** Opening INPUT DATA block **
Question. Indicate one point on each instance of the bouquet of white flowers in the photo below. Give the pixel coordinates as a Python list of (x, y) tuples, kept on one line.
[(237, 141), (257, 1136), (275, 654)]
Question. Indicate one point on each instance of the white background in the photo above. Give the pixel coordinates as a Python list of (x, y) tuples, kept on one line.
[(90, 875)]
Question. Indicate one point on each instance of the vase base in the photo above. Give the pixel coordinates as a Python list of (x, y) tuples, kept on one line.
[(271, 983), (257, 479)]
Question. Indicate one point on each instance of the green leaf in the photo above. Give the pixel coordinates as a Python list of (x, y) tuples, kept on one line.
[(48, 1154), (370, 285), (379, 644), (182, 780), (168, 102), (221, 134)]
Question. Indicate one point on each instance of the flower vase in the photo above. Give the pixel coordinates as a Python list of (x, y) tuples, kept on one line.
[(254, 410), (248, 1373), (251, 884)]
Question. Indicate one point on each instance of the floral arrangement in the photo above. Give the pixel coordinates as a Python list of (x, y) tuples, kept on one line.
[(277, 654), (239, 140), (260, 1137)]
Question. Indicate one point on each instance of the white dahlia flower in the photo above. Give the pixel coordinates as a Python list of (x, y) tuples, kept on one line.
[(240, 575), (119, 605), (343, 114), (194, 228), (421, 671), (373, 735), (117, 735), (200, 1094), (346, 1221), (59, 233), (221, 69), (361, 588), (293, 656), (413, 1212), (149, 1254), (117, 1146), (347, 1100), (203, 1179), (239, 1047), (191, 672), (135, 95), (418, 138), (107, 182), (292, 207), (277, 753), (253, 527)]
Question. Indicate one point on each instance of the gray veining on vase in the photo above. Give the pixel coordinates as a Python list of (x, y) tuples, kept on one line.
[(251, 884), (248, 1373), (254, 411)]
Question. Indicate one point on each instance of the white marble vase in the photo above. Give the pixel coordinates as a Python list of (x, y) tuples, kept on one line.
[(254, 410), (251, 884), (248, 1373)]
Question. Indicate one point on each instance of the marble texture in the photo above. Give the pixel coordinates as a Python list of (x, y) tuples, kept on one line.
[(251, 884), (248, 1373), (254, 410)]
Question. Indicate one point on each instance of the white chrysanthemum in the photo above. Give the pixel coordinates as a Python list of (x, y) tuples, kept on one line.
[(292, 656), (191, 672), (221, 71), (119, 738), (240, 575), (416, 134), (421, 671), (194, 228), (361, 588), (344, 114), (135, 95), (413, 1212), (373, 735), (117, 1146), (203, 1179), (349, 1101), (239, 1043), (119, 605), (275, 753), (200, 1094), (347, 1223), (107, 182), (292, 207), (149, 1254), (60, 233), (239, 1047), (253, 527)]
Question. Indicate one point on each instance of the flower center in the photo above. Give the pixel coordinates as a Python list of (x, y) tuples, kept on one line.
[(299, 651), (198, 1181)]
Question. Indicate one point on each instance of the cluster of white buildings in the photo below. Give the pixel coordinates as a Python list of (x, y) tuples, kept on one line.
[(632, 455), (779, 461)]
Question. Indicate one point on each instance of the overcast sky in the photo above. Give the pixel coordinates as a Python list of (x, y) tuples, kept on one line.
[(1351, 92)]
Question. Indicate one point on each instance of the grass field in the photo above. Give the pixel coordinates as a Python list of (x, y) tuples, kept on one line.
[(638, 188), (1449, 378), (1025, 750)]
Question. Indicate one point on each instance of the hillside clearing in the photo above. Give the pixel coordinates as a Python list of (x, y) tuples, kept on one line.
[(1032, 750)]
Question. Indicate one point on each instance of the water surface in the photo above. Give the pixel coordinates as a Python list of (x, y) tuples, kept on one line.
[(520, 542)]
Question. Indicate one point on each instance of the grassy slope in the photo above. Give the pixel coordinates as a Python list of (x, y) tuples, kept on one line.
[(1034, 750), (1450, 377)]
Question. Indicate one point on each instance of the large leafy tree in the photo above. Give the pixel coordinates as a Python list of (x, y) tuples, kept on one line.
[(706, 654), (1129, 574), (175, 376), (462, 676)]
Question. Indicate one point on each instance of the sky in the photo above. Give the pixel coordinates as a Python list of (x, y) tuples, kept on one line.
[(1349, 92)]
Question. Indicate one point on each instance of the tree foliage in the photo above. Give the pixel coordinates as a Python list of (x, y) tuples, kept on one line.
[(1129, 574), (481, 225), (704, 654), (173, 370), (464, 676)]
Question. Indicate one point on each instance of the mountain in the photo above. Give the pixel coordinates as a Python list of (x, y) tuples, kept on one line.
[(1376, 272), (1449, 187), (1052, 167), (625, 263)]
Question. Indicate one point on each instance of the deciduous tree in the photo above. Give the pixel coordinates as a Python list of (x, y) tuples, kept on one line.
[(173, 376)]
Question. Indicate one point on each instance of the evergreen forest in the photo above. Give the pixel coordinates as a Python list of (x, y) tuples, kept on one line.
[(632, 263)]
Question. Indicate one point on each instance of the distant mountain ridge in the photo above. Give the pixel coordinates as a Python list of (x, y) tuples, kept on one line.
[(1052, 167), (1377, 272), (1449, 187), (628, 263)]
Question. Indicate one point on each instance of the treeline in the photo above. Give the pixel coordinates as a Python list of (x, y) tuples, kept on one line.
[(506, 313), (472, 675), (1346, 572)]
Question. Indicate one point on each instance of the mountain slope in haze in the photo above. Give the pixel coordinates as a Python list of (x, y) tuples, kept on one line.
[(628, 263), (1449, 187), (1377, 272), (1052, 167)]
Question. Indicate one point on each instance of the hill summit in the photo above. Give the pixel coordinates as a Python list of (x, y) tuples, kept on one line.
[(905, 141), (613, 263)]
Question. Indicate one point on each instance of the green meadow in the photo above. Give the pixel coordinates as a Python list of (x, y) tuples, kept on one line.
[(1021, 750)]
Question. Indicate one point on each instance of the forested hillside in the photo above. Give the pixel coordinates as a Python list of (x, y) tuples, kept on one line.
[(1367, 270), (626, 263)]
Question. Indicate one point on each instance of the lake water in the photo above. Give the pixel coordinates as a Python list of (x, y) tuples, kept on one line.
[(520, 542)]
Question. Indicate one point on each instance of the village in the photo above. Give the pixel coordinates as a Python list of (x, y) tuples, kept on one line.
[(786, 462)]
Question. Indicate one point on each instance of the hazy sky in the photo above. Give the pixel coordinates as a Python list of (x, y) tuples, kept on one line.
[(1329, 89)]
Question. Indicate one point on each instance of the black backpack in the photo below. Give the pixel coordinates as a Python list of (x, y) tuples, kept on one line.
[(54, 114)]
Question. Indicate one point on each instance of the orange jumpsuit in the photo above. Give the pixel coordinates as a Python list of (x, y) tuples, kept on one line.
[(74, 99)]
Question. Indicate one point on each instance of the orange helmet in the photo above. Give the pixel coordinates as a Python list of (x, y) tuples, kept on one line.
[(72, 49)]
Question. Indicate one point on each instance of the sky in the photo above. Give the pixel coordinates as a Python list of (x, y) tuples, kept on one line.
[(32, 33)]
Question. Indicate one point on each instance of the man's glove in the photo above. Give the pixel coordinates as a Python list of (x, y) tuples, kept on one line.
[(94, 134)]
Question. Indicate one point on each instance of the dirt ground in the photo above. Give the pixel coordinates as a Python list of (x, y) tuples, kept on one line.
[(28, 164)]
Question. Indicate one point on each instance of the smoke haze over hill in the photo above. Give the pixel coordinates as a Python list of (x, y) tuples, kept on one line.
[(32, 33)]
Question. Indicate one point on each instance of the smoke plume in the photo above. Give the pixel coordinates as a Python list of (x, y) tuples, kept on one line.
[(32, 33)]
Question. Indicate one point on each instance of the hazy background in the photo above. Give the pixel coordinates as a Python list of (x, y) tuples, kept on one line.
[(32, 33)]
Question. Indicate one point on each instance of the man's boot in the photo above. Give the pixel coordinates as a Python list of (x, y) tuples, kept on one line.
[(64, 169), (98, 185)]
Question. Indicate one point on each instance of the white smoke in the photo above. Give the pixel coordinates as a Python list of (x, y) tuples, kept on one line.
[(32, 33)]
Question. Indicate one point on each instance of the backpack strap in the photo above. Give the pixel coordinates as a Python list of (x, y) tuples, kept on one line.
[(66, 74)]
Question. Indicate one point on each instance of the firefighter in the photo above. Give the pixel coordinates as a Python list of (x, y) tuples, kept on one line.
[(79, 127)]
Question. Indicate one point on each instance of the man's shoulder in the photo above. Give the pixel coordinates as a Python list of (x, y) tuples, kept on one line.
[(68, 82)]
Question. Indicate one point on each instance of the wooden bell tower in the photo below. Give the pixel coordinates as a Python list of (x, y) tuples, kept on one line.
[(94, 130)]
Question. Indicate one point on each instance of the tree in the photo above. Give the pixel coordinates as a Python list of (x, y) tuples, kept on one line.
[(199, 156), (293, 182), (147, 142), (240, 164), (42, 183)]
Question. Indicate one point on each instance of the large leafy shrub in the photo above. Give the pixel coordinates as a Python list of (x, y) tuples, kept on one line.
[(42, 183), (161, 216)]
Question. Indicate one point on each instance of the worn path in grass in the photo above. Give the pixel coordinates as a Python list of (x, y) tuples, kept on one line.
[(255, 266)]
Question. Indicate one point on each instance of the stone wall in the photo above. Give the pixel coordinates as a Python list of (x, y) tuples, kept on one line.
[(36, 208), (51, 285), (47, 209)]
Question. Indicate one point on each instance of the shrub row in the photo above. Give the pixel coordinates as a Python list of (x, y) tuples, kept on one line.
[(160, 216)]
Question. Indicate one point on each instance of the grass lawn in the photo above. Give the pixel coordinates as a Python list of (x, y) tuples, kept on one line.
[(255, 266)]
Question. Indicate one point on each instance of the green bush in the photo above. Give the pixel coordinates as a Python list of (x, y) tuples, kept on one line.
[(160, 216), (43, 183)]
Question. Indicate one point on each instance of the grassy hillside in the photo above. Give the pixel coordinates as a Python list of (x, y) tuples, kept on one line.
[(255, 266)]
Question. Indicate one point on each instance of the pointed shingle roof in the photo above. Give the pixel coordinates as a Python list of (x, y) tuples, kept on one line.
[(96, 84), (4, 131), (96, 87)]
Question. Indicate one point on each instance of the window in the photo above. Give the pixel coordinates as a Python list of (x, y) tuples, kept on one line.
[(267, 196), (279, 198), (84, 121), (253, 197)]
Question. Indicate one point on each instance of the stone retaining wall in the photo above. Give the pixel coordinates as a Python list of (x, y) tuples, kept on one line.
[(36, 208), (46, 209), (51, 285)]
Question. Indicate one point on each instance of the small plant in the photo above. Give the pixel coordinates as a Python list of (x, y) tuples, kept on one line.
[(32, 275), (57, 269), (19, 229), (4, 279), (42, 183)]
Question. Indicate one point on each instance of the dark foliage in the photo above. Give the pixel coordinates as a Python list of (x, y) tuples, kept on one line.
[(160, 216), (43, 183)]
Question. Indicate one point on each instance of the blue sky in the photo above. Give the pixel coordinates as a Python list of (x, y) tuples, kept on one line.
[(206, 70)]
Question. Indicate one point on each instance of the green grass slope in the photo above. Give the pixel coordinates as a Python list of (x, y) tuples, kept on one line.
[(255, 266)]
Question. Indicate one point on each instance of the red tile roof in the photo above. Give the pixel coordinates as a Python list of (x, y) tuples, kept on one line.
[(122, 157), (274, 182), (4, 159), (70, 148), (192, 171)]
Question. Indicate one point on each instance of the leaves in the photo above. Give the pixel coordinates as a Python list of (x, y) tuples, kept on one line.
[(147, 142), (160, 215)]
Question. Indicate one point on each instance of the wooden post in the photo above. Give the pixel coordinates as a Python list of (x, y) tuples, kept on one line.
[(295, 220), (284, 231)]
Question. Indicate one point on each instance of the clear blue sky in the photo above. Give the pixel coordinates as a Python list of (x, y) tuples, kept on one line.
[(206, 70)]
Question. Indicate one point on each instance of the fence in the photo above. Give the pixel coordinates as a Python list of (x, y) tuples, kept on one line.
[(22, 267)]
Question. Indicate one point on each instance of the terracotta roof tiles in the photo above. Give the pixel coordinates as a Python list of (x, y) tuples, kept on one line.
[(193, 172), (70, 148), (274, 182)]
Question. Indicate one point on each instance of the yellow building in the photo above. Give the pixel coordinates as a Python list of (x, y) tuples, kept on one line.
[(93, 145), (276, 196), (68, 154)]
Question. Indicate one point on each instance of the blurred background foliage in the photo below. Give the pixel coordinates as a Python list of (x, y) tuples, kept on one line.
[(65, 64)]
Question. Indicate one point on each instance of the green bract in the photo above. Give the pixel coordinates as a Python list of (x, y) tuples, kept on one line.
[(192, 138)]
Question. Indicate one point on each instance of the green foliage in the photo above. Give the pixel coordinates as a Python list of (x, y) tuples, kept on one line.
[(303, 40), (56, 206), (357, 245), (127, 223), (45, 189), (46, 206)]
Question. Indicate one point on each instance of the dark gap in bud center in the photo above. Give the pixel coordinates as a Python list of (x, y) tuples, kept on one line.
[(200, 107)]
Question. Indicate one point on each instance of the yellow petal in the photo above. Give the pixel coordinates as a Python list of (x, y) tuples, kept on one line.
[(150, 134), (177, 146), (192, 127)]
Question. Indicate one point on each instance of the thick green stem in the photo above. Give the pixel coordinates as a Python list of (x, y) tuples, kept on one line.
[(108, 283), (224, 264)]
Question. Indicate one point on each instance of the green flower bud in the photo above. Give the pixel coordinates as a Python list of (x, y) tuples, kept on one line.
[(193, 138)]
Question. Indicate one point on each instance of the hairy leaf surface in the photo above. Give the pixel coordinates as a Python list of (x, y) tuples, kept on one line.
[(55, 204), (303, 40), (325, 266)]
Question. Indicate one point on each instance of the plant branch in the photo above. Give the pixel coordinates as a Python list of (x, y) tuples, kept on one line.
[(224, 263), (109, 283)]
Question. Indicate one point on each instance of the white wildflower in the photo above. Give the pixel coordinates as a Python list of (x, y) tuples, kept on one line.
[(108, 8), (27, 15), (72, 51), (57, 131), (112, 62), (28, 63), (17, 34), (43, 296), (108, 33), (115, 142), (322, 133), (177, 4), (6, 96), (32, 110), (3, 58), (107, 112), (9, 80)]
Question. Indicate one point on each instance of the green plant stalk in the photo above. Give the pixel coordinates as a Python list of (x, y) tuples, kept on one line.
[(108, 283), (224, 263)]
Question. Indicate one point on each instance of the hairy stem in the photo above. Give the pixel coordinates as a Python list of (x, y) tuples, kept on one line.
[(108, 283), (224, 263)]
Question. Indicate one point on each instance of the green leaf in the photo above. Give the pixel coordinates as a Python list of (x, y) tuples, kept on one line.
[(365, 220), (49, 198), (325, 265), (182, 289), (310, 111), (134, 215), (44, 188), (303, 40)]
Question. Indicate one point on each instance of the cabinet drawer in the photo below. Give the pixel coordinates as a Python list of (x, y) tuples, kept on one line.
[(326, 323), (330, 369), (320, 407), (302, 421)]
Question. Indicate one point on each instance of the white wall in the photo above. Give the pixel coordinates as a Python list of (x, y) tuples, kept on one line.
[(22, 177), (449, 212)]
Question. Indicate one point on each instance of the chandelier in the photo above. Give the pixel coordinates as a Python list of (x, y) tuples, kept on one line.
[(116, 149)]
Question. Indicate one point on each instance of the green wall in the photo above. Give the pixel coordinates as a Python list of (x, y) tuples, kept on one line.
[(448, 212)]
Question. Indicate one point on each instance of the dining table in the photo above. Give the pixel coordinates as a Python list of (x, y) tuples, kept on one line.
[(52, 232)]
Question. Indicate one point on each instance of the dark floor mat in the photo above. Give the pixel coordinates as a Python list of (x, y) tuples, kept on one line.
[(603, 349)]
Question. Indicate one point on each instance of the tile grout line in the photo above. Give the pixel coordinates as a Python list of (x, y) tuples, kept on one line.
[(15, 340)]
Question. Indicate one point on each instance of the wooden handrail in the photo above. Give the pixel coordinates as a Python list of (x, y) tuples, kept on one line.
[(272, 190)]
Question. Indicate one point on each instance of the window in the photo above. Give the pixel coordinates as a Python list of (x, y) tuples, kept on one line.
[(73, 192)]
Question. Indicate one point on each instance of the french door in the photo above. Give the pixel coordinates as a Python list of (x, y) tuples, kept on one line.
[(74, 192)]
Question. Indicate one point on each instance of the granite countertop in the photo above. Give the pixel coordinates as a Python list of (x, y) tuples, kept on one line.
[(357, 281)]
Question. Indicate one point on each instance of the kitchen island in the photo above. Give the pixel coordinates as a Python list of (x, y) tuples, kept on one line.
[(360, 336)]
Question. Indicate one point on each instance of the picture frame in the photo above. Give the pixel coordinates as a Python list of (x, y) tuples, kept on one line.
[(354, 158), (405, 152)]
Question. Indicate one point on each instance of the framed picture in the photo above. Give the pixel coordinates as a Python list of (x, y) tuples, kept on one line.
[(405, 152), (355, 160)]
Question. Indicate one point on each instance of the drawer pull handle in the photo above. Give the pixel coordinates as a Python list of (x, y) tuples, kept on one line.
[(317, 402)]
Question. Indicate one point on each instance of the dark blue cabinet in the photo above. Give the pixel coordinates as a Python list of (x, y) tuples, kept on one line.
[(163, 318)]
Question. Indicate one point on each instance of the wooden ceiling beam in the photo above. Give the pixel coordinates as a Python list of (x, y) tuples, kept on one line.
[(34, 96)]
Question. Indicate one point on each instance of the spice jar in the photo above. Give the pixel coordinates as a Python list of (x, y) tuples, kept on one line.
** Closing INPUT DATA block **
ASSIGNMENT – The response is the exact set of lines from the one holding "Question. Indicate one point on each instance of the picture" through the last line of the material.

ANSWER TO THIS TASK –
Question. Indicate one point on each instance of the picture frame in the photo above. Give the pixel coordinates as a Python list of (x, y) tuples, kept on one line.
[(354, 158), (405, 152)]
Question. Indicate one point on each instance of the framed picture in the photo above. Give the pixel coordinates as a Python list of (x, y) tuples, kept on one line.
[(405, 152), (355, 160)]
Question. Indicate one point on each instance of the drawer pull handle in the photo above. Give the pixel coordinates as a Python list of (x, y) tuples, kept on one line.
[(317, 402)]
Question. Indicate one point on each instance of the dark blue cabinet in the photo above. Give the pixel coordinates as a Python list of (x, y) tuples, kept on one line.
[(163, 318)]
Question. Indicate one point on each instance of the wooden ceiling beam in the photo above. Give the pixel coordinates as a Python list of (x, y) tuples, kept on one line.
[(34, 96)]
Question. Indicate one point on each instance of the spice jar in the photo above. Give the pixel coordinates as a Python list of (x, y) tuples, kept on one line.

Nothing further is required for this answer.